## [MATERIAL FOR THIS EXERCISE]

☆ ☆ ☆ ☆

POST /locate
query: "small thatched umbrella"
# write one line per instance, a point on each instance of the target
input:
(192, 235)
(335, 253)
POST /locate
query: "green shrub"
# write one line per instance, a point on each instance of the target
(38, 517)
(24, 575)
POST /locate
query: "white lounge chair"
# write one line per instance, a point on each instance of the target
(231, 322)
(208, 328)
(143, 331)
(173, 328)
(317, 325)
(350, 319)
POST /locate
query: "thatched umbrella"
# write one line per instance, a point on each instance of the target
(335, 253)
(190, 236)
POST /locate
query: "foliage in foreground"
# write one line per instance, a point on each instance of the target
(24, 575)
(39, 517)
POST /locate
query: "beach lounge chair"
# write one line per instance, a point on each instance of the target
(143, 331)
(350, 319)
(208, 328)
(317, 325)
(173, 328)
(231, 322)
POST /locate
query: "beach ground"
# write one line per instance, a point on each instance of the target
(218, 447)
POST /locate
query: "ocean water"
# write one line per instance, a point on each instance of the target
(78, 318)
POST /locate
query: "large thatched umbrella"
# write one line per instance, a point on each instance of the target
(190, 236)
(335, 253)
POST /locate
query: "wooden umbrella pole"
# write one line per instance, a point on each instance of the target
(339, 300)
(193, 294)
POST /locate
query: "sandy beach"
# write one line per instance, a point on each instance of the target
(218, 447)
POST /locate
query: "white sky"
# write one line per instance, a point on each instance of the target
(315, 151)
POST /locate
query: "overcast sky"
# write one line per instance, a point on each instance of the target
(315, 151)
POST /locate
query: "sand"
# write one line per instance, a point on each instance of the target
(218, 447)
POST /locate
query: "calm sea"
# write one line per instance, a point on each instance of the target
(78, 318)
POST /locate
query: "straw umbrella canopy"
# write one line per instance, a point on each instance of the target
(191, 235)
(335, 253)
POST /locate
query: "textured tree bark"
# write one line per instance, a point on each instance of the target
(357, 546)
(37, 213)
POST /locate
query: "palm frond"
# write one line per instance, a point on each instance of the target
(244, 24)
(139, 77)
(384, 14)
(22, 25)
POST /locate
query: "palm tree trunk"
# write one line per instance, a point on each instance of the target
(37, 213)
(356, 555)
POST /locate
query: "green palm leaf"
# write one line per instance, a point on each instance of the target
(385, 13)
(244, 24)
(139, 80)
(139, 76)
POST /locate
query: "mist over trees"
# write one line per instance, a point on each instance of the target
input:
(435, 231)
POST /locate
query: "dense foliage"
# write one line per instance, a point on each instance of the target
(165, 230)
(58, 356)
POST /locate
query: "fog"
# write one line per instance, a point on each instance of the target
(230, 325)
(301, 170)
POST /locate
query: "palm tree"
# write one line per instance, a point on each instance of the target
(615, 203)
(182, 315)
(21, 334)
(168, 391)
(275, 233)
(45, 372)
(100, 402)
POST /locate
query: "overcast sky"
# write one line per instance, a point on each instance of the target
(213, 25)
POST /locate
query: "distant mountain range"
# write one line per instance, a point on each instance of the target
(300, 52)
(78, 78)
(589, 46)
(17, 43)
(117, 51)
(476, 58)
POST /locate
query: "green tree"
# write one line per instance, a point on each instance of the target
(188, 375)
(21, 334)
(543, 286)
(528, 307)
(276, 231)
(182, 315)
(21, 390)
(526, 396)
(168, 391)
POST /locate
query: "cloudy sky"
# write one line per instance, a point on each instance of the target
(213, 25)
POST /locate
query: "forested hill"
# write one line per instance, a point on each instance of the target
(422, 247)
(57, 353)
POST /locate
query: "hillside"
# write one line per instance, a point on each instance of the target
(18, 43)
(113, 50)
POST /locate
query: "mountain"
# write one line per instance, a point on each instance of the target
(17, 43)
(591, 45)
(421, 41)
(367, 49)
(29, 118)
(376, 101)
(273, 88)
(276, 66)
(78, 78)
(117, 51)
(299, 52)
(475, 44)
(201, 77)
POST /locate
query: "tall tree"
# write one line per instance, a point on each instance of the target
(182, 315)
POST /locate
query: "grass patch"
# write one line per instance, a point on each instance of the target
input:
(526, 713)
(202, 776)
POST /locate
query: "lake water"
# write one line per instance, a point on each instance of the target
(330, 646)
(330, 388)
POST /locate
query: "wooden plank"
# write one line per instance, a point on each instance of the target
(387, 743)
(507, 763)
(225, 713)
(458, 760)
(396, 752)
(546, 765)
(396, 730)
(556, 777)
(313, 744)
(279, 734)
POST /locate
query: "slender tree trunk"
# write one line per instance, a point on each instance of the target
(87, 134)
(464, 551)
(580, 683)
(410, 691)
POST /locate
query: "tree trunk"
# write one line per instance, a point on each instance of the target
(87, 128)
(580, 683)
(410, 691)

☆ ☆ ☆ ☆

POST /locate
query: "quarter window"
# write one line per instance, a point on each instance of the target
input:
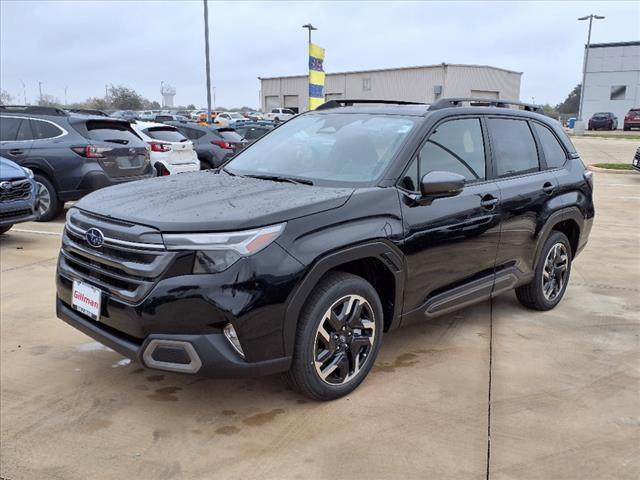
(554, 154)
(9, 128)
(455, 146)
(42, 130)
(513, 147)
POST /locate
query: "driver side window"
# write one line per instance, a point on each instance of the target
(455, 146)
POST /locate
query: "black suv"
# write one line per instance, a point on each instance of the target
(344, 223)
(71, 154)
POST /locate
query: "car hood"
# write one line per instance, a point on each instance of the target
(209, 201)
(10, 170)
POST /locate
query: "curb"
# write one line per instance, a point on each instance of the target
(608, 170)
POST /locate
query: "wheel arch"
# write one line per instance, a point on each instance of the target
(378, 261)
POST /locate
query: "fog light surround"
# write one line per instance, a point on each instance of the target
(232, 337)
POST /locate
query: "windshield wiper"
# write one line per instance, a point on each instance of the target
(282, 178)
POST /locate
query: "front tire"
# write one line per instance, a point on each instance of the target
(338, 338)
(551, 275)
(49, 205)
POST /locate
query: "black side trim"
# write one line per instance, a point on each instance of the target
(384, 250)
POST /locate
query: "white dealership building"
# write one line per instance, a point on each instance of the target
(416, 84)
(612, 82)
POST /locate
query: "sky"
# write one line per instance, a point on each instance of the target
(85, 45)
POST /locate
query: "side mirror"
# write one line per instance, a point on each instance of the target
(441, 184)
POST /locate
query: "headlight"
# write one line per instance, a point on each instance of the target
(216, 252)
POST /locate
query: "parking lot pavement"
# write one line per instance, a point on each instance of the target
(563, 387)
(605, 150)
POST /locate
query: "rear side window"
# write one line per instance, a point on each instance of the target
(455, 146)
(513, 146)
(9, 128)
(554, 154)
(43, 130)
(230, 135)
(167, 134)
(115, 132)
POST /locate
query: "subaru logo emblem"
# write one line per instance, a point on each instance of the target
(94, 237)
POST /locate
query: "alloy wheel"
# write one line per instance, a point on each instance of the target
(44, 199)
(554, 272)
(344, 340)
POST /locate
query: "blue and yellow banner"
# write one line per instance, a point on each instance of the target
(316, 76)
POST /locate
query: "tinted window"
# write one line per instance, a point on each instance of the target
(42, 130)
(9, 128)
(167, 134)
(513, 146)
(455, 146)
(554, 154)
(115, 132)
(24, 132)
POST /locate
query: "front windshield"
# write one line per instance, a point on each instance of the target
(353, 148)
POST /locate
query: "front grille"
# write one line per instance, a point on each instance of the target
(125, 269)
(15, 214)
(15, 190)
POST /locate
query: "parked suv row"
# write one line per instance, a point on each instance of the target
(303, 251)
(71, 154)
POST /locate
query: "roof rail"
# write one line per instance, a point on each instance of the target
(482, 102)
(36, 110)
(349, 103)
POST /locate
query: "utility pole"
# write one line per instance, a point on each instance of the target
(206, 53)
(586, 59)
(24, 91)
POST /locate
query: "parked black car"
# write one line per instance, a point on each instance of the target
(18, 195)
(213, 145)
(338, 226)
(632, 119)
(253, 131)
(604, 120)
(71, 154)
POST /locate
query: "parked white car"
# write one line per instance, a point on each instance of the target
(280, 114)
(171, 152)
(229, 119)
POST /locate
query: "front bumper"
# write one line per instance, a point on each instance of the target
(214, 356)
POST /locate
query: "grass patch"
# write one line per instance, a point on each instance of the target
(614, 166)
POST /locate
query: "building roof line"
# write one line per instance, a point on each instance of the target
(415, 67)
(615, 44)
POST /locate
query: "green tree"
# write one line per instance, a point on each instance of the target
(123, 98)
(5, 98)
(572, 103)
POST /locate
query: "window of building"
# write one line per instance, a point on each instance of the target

☆ ☆ ☆ ☆

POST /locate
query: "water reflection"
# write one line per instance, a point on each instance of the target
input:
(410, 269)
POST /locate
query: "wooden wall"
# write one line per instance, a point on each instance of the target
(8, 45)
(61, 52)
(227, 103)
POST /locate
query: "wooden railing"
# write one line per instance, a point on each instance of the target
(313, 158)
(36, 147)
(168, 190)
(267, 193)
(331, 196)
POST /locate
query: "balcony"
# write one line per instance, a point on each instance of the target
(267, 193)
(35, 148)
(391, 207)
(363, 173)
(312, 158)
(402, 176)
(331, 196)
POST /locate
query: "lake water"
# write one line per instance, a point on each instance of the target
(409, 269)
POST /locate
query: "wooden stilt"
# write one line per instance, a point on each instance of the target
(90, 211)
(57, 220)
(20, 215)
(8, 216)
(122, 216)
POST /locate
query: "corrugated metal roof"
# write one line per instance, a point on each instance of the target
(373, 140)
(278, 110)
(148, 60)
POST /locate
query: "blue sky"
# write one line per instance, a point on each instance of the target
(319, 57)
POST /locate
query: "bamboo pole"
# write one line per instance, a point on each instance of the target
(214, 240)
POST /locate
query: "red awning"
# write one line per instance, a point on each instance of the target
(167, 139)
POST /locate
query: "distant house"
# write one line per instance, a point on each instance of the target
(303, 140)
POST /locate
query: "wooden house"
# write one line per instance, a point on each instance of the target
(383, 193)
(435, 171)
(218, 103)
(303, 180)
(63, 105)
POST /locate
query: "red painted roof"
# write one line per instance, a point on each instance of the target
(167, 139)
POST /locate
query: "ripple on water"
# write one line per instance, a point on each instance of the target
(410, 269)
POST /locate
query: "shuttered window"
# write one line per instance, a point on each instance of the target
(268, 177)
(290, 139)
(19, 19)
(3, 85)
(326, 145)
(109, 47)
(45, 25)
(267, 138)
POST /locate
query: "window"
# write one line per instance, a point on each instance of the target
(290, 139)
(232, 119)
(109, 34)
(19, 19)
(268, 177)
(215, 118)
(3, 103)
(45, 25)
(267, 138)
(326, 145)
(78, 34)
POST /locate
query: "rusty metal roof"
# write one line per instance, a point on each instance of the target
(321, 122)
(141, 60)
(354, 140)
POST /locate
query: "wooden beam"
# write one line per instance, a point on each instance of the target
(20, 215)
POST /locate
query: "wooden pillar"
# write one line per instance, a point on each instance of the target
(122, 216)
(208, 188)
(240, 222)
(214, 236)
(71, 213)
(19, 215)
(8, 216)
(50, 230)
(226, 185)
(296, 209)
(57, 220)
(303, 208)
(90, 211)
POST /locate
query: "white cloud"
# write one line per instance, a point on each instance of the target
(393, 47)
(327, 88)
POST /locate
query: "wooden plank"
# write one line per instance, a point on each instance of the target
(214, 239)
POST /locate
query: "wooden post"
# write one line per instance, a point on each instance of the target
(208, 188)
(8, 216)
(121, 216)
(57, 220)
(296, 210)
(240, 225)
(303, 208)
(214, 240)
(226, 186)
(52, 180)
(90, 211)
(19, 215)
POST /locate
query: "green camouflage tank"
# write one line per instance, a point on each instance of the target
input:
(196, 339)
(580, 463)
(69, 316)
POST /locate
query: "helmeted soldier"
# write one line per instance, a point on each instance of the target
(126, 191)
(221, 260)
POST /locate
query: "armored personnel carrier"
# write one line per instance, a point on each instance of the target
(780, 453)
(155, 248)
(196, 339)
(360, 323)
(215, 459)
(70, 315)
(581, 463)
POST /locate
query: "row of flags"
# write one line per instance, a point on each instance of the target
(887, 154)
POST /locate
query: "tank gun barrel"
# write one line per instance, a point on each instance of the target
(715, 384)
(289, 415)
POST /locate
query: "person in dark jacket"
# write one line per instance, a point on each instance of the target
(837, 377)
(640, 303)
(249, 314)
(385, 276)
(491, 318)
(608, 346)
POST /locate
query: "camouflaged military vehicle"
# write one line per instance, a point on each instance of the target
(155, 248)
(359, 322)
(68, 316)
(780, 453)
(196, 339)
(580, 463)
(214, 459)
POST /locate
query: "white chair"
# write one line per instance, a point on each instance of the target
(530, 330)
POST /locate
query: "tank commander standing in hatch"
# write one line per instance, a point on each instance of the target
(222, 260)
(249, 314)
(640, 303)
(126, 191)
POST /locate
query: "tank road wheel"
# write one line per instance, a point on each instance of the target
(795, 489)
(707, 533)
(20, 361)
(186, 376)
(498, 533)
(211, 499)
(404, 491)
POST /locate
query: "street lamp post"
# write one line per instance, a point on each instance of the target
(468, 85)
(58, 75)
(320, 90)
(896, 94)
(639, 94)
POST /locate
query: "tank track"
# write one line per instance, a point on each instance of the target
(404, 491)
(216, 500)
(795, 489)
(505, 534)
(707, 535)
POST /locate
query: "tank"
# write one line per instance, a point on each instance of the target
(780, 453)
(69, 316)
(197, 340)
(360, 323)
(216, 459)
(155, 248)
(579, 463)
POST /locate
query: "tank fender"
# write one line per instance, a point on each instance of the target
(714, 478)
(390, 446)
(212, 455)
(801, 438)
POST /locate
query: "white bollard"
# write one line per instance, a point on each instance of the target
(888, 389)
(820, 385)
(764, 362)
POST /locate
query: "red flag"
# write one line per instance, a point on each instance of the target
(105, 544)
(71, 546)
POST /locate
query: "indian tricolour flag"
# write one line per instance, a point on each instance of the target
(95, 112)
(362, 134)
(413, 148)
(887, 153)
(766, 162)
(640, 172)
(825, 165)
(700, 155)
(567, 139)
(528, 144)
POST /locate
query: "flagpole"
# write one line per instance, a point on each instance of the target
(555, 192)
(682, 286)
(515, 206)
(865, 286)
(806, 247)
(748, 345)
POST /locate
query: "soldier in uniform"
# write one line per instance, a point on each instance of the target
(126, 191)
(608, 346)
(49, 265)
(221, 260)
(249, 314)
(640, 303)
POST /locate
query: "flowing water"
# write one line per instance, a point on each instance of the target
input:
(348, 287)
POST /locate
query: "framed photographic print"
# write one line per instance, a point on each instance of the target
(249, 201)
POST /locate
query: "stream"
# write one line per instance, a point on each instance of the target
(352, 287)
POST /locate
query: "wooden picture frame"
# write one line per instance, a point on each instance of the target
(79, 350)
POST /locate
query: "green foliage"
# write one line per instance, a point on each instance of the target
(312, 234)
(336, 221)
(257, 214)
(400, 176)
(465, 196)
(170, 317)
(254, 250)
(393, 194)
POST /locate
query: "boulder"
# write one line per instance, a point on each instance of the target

☆ ☆ ☆ ☆

## [EXERCISE]
Please report each line in the data above that contains the word "distant". Case counts.

## [OUTPUT FOR THIS TASK]
query: "distant mountain range"
query: "distant house"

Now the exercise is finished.